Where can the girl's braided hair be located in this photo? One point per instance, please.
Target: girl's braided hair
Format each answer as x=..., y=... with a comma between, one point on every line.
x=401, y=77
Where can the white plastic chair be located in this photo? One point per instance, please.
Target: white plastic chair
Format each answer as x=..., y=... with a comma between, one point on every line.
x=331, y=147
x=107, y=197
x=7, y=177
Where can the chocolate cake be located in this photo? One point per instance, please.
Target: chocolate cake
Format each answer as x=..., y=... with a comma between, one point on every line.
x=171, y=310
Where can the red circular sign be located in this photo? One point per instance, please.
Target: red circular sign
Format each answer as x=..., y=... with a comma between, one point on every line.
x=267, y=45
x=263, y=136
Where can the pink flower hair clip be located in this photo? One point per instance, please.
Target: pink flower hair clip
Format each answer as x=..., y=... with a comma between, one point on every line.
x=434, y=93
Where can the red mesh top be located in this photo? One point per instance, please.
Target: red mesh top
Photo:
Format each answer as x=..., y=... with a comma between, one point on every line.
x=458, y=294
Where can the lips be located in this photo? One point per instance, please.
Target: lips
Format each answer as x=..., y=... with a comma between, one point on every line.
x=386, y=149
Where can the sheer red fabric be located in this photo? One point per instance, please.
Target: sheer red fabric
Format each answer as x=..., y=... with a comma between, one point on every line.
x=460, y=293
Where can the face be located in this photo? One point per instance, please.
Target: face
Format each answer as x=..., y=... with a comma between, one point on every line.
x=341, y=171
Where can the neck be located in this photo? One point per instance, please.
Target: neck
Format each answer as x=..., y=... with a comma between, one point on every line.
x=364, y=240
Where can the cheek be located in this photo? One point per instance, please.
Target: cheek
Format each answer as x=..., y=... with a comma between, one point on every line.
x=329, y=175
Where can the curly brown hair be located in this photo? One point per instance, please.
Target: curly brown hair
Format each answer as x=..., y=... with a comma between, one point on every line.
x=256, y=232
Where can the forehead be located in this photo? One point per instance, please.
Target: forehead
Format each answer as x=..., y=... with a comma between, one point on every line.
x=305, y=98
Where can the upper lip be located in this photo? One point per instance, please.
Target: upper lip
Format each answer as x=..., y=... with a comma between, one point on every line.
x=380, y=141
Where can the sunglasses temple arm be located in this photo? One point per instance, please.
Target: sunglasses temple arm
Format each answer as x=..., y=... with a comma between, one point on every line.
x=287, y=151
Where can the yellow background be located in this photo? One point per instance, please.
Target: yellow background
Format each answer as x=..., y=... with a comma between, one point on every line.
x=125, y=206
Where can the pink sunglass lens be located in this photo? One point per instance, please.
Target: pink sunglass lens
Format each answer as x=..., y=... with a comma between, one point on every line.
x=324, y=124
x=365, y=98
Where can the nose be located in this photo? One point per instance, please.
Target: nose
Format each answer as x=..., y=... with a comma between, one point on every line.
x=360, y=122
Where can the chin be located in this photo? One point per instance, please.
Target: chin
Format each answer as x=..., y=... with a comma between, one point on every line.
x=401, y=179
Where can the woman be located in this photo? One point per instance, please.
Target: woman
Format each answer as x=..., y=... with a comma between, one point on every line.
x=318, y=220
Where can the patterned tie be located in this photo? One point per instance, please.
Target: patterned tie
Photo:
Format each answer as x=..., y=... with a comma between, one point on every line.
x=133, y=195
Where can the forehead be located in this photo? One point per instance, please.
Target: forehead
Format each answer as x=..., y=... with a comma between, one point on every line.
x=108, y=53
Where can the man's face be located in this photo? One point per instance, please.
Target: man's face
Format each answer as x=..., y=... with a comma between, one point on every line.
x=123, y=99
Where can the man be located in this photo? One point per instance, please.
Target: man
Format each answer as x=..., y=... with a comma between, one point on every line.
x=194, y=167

+++

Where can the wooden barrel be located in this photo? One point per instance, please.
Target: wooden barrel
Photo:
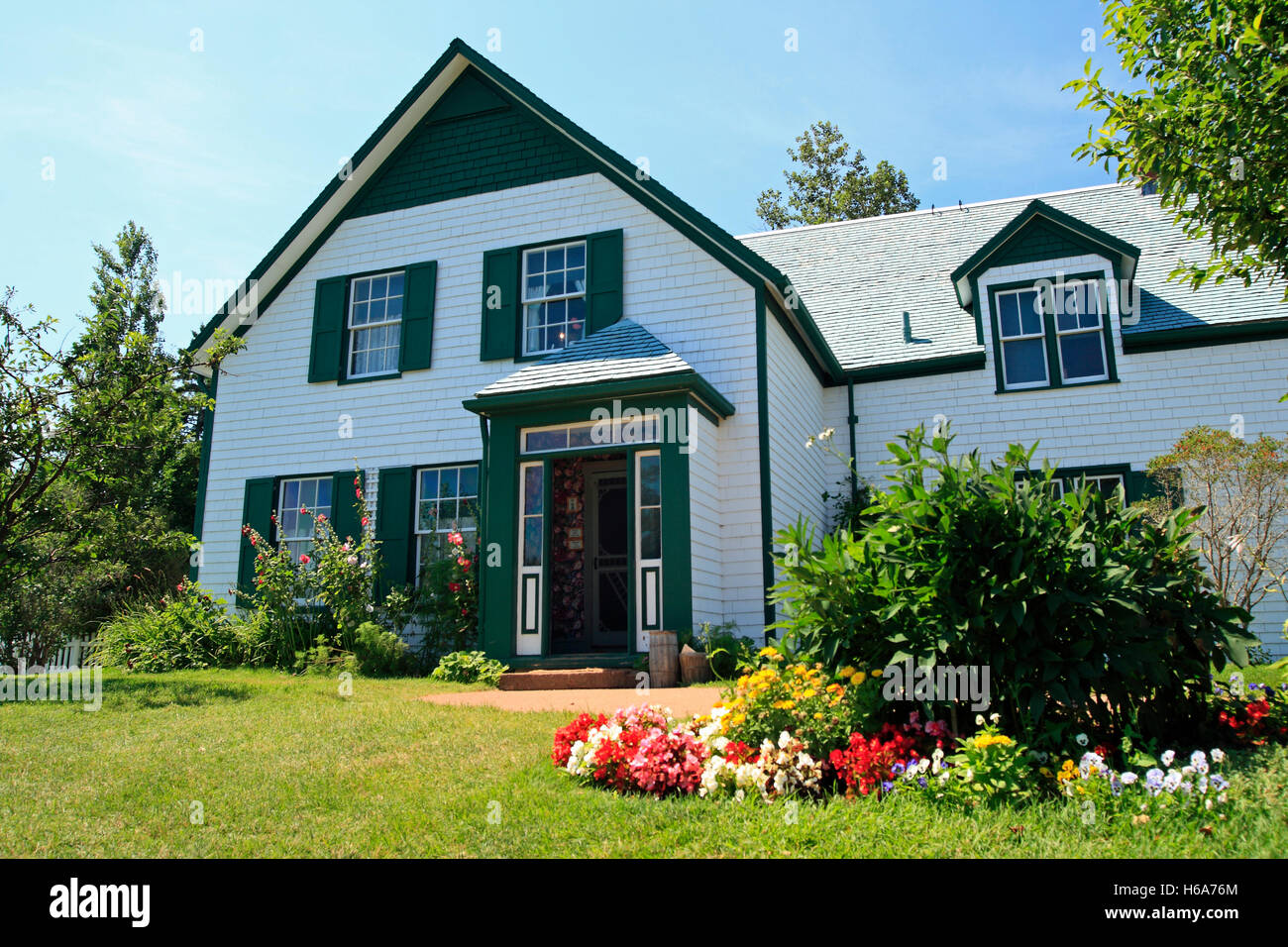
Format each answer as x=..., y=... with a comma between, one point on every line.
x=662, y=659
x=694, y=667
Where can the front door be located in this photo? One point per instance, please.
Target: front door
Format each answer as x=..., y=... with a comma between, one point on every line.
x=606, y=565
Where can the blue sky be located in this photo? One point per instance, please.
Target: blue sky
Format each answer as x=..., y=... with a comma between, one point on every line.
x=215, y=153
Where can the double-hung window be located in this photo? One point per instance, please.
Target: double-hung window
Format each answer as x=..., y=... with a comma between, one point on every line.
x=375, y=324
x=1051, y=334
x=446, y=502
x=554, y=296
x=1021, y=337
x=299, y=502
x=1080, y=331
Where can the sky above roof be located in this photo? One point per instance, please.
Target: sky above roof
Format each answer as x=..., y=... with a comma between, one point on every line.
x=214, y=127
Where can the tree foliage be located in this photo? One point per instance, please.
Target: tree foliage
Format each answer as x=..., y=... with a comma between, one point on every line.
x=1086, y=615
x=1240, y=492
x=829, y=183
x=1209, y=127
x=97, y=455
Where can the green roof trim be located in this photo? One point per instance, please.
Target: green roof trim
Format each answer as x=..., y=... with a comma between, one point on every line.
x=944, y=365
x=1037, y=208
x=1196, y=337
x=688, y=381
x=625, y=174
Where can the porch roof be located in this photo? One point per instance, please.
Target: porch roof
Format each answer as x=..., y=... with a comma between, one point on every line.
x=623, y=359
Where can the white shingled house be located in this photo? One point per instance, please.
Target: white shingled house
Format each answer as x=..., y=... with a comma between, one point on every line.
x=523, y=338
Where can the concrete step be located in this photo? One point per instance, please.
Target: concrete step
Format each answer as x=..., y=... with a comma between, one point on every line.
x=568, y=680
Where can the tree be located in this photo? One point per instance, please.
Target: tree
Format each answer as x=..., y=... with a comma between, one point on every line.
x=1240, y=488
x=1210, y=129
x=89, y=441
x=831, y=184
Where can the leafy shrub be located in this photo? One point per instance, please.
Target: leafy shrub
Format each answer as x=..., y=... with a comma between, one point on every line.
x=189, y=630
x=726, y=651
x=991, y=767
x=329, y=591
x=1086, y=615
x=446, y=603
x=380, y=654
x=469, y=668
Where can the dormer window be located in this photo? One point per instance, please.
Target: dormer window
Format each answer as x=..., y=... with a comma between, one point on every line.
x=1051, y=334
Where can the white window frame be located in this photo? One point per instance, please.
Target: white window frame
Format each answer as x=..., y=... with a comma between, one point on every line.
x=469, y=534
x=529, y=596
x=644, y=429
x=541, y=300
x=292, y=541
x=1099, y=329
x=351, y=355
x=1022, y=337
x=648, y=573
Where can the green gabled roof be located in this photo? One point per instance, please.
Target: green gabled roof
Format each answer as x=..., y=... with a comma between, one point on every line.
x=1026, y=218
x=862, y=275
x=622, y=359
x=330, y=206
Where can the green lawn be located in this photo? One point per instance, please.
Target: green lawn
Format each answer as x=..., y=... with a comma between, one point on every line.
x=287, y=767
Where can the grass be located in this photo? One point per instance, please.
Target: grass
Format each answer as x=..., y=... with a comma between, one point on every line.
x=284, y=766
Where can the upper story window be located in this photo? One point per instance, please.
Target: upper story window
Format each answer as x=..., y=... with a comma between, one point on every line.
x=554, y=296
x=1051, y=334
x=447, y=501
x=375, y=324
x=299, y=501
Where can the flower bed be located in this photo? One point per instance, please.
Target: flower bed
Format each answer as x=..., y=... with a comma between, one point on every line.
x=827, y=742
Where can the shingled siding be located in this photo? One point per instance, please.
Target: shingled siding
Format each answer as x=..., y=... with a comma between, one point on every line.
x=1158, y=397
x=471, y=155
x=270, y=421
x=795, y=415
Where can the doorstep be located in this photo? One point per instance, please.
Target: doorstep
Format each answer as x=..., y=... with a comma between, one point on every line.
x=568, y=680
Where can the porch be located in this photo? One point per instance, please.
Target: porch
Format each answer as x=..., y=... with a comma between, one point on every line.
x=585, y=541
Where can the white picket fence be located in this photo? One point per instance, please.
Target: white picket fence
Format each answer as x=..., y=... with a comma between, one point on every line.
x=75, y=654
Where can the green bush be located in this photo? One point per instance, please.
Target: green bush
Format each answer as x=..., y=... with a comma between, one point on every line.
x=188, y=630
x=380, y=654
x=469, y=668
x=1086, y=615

+++

Among the entries above, count the lines that contain the word "front" and give the number by itself.

2